## [Exercícios propostos]
A. Responda, com base no pedido de escusa:
(i) Qual é o número do processo em causa?
(ii) Até há cerca de quantos anos a Drª CC foi casada com o irmão da mulher do solicitante?
(iii) Nos termos de que artigo do C.P.P. se afirma que não ocorre qualquer impedimento?
B. Atualize o pedido de escusa: reescreva a parte que abre com as palavras que contêm "O Exmo. Juiz" e fecha com "é arguido BB.", substituindo "desembargador relator" por "juiz adjunto".
C. Traduza para o inglês esta frase do pedido de escusa: "Funda a pretensão nas seguintes transcritas razões:"

## [Texto para leitura]
....

O Exmo. Juiz Desembargador do Tribunal da Relação de Évora, Dr. AA vem, ao abrigo do disposto nos arts. 43º e seguintes do C. Processo Penal, formular pedido de escusa a fim de não intervir, como desembargador relator, na subsequente tramitação do processo nº 231/20.7GBABF.E1, em que é arguido BB.


Funda a pretensão nas seguintes transcritas razões:


Distribuído que foi o presente processo 231/20.7GBABF.E1 ao signatário, oriundo do juízo central criminal de ..., constatou o mesmo que a Srª Juíza de direito Drª CC fez parte do Colectivo que proferiu o acórdão recorrido.


Acontece que a mesma é sua concunhada, uma vez que até há cerca de 34 anos foi casada com um irmão (entretanto falecido) da mulher do solicitante, tendo posteriormente ocorrido o divórcio entre aqueles e tendo depois voltado os mesmos a viver juntos e tido mais um filho (existia já um outro filho nascido na constância do casamento).


Independentemente das referidas variações de relacionamento entre a referida Srª Drª CC e o falecido irmão da mulher do solicitante, não existe, nem nunca existiu, entre aquela (Srª Drª CC) e este (o solicitante) o vínculo da afinidade, pelo que não ocorre qualquer impedimento nos termos do artº 39º, nº 3, do C.P.P..

....

## [Entradas fornecidas]
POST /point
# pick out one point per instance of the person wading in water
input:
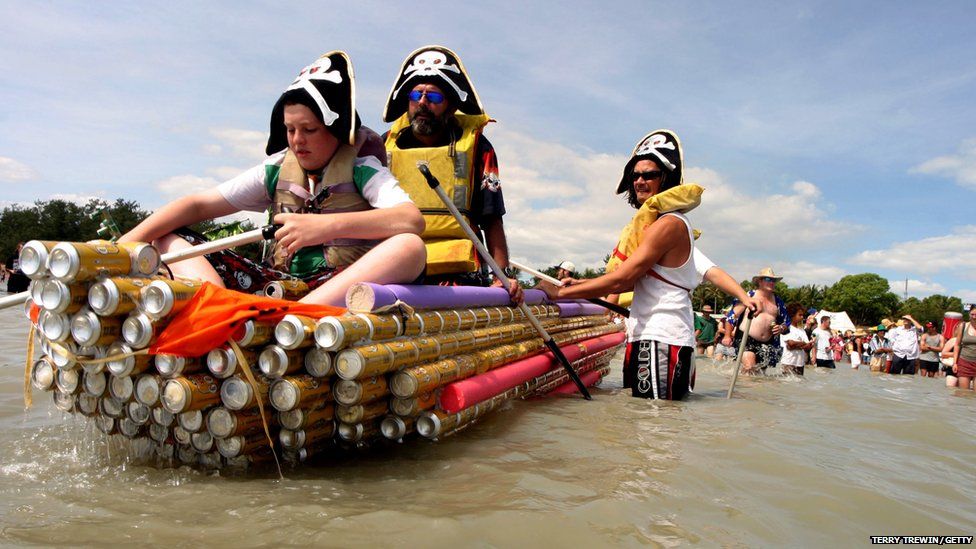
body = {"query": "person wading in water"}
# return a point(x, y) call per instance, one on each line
point(663, 270)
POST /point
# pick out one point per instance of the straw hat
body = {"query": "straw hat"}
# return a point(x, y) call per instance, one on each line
point(766, 272)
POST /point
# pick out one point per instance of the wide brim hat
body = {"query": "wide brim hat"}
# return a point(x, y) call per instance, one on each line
point(663, 147)
point(328, 88)
point(767, 271)
point(433, 65)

....

## [Respostas aos exercícios]
A.
(i) 231/20.7GBABF.E1
(ii) Cerca de 34 anos.
(iii) Do artº 39º, nº 3, do C.P.P.

B.
O Exmo. Juiz Desembargador do Tribunal da Relação de Évora, Dr. AA vem, ao abrigo do disposto nos arts. 43º e seguintes do C. Processo Penal, formular pedido de escusa a fim de não intervir, como juiz adjunto, na subsequente tramitação do processo nº 231/20.7GBABF.E1, em que é arguido BB.

C. He bases the request on the following transcribed reasons: